**Text section**
####################

|Peter Boettke|
There has been a tremendous rise of entrepreneurship professors over the past 25 years. The Global Award for Entrepreneurship Research seeks to acknowledge the contributions made to the field. Israel Kirzner won the award in 2006.
I have long been of the opinion that Austrian or market process economists are under exploring this field. Kirzner's seminal contributions should be viewed as a building block, not as a finished research agenda. It would be fantastic if more young scholars sought to make contributions in this area. Of course, Peter Klein is pushing that agenda as well so perhaps we will see a new generation of Austrian or market process economists entering into the field.
Business studies is an area ripe for Austrian economics. In many ways the modern fields of both management and marketing were by-products of the Austrian school of economics from its Vienna days. Wroe Alderson, the father of modern marketing research, acknowledged explicitly his intellectual indebtedness to Bohm-Bawerk, and contrasted the Austrian approach to the economic process with the neoclassical textbook model of perfect competition which left no room for marketing per se. Similarly, Peter Drucker, the management guru, has acknowledged the early influence on him of the Austrian emphasis on innovation and entrepreneurship. And, if you read closely the work of insightful business economists, such as Yale Brozen, you will see throughout an emphasis on the competitive market process, and the role of innovation and entrepeneurship in a dynamic economy.
A young scholar wanting to "study mankind in the ordinary business of life" and in particular in the context of the ongoing commercial enterprise, building on the price theoretic foundations provided by Menger, Bohm-Bawerk and Mises, and supplementing with the work of Schumpeter and Kirzner on entrepreneurship, with Alderson on marketing, Drucker on management, and Brozen on the legal/regulatory environment, seems to be a rock solid foundation. Of course, we already have folks who have branched out quite successfully -- see Peter Klein and the folks at Organizations & Markets -- but I personally believe we should encourage more young scholars to take this route in their research and teaching.

####################

**The data**
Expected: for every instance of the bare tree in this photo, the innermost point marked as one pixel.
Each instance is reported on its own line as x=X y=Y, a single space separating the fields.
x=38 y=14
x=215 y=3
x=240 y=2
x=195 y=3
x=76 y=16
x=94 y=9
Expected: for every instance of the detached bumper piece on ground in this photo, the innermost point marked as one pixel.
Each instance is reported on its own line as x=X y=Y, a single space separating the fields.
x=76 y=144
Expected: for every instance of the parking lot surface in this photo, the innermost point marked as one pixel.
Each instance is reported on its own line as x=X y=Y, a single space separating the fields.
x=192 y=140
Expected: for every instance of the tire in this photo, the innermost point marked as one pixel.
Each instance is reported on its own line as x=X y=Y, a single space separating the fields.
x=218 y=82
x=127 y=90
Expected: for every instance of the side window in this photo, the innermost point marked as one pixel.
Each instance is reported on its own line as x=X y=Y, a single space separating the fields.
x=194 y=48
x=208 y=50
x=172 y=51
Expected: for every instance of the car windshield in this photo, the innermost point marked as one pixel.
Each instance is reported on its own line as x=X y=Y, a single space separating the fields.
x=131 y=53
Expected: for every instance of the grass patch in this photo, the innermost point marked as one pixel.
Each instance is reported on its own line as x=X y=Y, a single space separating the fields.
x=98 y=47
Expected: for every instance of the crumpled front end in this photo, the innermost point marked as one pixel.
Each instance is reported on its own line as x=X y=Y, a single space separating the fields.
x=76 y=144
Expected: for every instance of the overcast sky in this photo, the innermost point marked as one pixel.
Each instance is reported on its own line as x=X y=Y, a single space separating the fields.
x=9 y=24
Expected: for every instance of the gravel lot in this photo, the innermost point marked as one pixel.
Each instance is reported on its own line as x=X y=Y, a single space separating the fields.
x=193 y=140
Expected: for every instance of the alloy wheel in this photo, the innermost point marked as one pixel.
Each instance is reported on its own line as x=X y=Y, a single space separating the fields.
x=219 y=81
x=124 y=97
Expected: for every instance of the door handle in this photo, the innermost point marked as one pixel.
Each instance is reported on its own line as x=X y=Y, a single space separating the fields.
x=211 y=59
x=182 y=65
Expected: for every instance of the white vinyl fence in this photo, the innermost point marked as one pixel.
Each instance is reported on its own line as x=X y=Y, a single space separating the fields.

####################

**Task brief**
In the text on Austrian economics and entrepreneurship, which economist does Wroe Alderson explicitly acknowledge an intellectual debt to?

**Task solution**
Bohm-Bawerk